Entries shown:
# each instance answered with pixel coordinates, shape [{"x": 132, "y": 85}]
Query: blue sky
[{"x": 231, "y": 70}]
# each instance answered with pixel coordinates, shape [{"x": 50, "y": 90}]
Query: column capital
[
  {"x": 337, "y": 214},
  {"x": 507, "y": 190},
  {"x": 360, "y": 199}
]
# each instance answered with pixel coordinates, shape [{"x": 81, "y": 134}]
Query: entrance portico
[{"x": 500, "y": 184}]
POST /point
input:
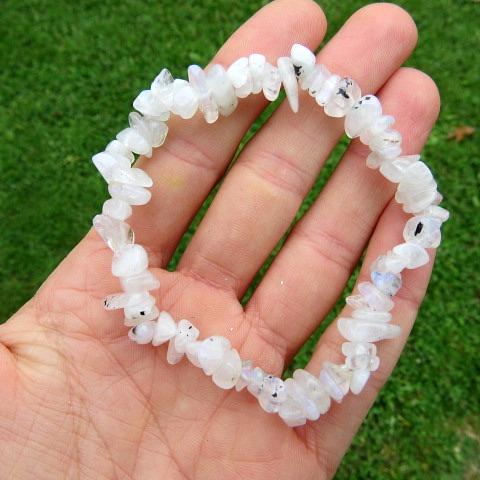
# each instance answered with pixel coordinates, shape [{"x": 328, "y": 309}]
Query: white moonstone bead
[
  {"x": 347, "y": 93},
  {"x": 222, "y": 90},
  {"x": 394, "y": 170},
  {"x": 255, "y": 382},
  {"x": 165, "y": 329},
  {"x": 313, "y": 388},
  {"x": 387, "y": 143},
  {"x": 374, "y": 298},
  {"x": 151, "y": 314},
  {"x": 186, "y": 333},
  {"x": 107, "y": 163},
  {"x": 274, "y": 393},
  {"x": 132, "y": 176},
  {"x": 256, "y": 64},
  {"x": 162, "y": 87},
  {"x": 142, "y": 310},
  {"x": 228, "y": 372},
  {"x": 245, "y": 375},
  {"x": 423, "y": 230},
  {"x": 115, "y": 233},
  {"x": 173, "y": 355},
  {"x": 350, "y": 349},
  {"x": 158, "y": 131},
  {"x": 211, "y": 354},
  {"x": 142, "y": 333},
  {"x": 117, "y": 209},
  {"x": 239, "y": 73},
  {"x": 362, "y": 361},
  {"x": 436, "y": 212},
  {"x": 358, "y": 380},
  {"x": 129, "y": 260},
  {"x": 143, "y": 282},
  {"x": 118, "y": 149},
  {"x": 192, "y": 350},
  {"x": 149, "y": 104},
  {"x": 315, "y": 80},
  {"x": 241, "y": 77},
  {"x": 291, "y": 412},
  {"x": 131, "y": 194},
  {"x": 185, "y": 99},
  {"x": 327, "y": 90},
  {"x": 362, "y": 115},
  {"x": 207, "y": 104},
  {"x": 394, "y": 263},
  {"x": 135, "y": 141},
  {"x": 303, "y": 60},
  {"x": 414, "y": 254},
  {"x": 287, "y": 75},
  {"x": 371, "y": 315},
  {"x": 387, "y": 282},
  {"x": 336, "y": 380},
  {"x": 271, "y": 82},
  {"x": 122, "y": 300},
  {"x": 310, "y": 407},
  {"x": 153, "y": 129},
  {"x": 417, "y": 188},
  {"x": 355, "y": 330}
]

Problem:
Repeat the preceding records precisely, and leave every picture out of the copy.

Exercise answer:
# each instance answered with pixel coordinates, shape [{"x": 132, "y": 85}]
Query: blue sky
[{"x": 231, "y": 70}]
# each instance answered with pixel coordinates, shape [{"x": 50, "y": 90}]
Query: column capital
[
  {"x": 337, "y": 214},
  {"x": 507, "y": 190},
  {"x": 360, "y": 199}
]
# each instance answered with pixel coordinates, shape [{"x": 81, "y": 134}]
Query: entrance portico
[{"x": 500, "y": 184}]
POST /point
input:
# each instance answered with pixel coordinates, shape [{"x": 328, "y": 309}]
Query: white moonstone bead
[
  {"x": 347, "y": 93},
  {"x": 222, "y": 90},
  {"x": 394, "y": 170},
  {"x": 255, "y": 382},
  {"x": 165, "y": 329},
  {"x": 313, "y": 388},
  {"x": 387, "y": 143},
  {"x": 374, "y": 298},
  {"x": 151, "y": 314},
  {"x": 186, "y": 333},
  {"x": 107, "y": 163},
  {"x": 274, "y": 393},
  {"x": 132, "y": 176},
  {"x": 256, "y": 64},
  {"x": 162, "y": 87},
  {"x": 142, "y": 310},
  {"x": 228, "y": 372},
  {"x": 245, "y": 375},
  {"x": 423, "y": 230},
  {"x": 115, "y": 233},
  {"x": 173, "y": 355},
  {"x": 350, "y": 349},
  {"x": 158, "y": 131},
  {"x": 211, "y": 354},
  {"x": 142, "y": 333},
  {"x": 117, "y": 209},
  {"x": 239, "y": 73},
  {"x": 362, "y": 361},
  {"x": 436, "y": 212},
  {"x": 358, "y": 380},
  {"x": 129, "y": 260},
  {"x": 143, "y": 282},
  {"x": 118, "y": 149},
  {"x": 192, "y": 350},
  {"x": 149, "y": 104},
  {"x": 315, "y": 80},
  {"x": 241, "y": 77},
  {"x": 291, "y": 412},
  {"x": 131, "y": 194},
  {"x": 185, "y": 99},
  {"x": 327, "y": 90},
  {"x": 362, "y": 115},
  {"x": 207, "y": 104},
  {"x": 394, "y": 263},
  {"x": 135, "y": 141},
  {"x": 303, "y": 60},
  {"x": 414, "y": 254},
  {"x": 287, "y": 75},
  {"x": 371, "y": 315},
  {"x": 387, "y": 282},
  {"x": 336, "y": 380},
  {"x": 271, "y": 82},
  {"x": 122, "y": 300},
  {"x": 310, "y": 407},
  {"x": 153, "y": 129},
  {"x": 417, "y": 188},
  {"x": 355, "y": 330}
]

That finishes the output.